§ READING PASSAGE:
++++++

After the wedding, D'oh and I purchased a plant for his mother that I don't think we were charged for, yet we didn't take it back. Stay tuned tomorrow for the story of how I will probably have gotten mugged. Thanks a lot, karma! Keep it up, and I'll stop watching My Name is Earl.

No, I won't. I love it. And karma, that sneaky trickster, totally knows it.

Sunday, April 01, 2007

The Greatest Show on Earth? Really?

Ask, and you shall receive, Shannon.

Once again, and probably for the last time, my sister and three nutjobs (plus six stuffed dogs, one of whom is a snake) arrived on my doorstep for the second annual circus/zoo/lunch in a restaurant/drinking too much by the adults weekend that has come, for me, to symbolize the beginning of spring. You have baseball, Shannon and I have liters of wine.

As usual, this weekend was peppered with some strange behavior on the part of her kiddies. While in every other location they may be cute, funny, and most importantly, compliant little things, once they enter my apartment door, they seem to overdose on some sort of punk pill. I can’t blame Marty too much for his inability to stop stomping his feet since we, as a family, usually applaud and encourage his twenty minute stomp and dance routines. But the girls’ strange obsession with the cup of change/Wedding Postage Fund that sits next to my television was almost the undoing of myself and their mother.

Part of this is my fault, since every other time they came over I had change sitting on every blank surface. But last weekend, all of the pennies, etc., had been firmly ensconced in a giant plastic cup. Which was seized by all kiddies for the sole purpose of dropping each coin one by one onto the hardwood floors so that everyone in my apartment and the one below me wanted to poke a variety of sharp instruments into their eardrums so that they would never have to hear that sound again. Then they covered a mirror with them. Then they were just taking out fistfuls for no reason. Then they wanted to weigh the cup of change. And then, my head popped off. Next time the nutjobs are in town though, D’oh and I will be in our house, I hope, and they can throw change left and right, up and down, east and west, you know, in a lot of directions, because it will be our house and no one will be living downstairs…unless we rent it out, because we’re broke.

Anyhoo, punkish though they are, I really was sad to leave the little buggers when I had to leave the zoo and head to work on Sunday. Part of me may have been afraid though, that Shannon might do away with them if Lauren’s attitude did not shift dramatically, and then I would have no one to drink with once next spring came around.

++++++

§ WRITTEN REQUEST:
Answer these questions about the blog post on the circus weekend:
(a) What did the writer and D'oh buy for his mother after the wedding?
(b) What sits next to the writer's television?
(c) Where did the writer have to go after leaving the zoo on Sunday?

§ SUPPLIED DATA:

++++++

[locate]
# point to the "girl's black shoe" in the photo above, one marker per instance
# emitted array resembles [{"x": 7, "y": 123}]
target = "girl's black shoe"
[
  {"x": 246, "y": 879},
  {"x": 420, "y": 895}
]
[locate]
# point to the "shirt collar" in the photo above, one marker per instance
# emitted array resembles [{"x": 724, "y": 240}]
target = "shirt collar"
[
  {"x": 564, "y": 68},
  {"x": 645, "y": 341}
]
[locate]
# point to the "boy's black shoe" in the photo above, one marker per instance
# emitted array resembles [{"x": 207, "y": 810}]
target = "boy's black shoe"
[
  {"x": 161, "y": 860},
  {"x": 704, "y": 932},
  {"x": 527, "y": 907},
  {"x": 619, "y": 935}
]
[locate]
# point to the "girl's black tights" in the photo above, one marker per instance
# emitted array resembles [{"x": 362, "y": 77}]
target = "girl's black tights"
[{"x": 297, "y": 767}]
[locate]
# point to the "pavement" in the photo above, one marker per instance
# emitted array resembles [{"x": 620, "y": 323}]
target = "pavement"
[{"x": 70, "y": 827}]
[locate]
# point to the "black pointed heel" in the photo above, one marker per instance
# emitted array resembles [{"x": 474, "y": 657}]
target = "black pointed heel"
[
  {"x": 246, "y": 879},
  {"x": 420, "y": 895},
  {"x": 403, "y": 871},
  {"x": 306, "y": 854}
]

++++++

§ COMPLETED TASK:
(a) A plant.
(b) The cup of change, also called the Wedding Postage Fund.
(c) To work.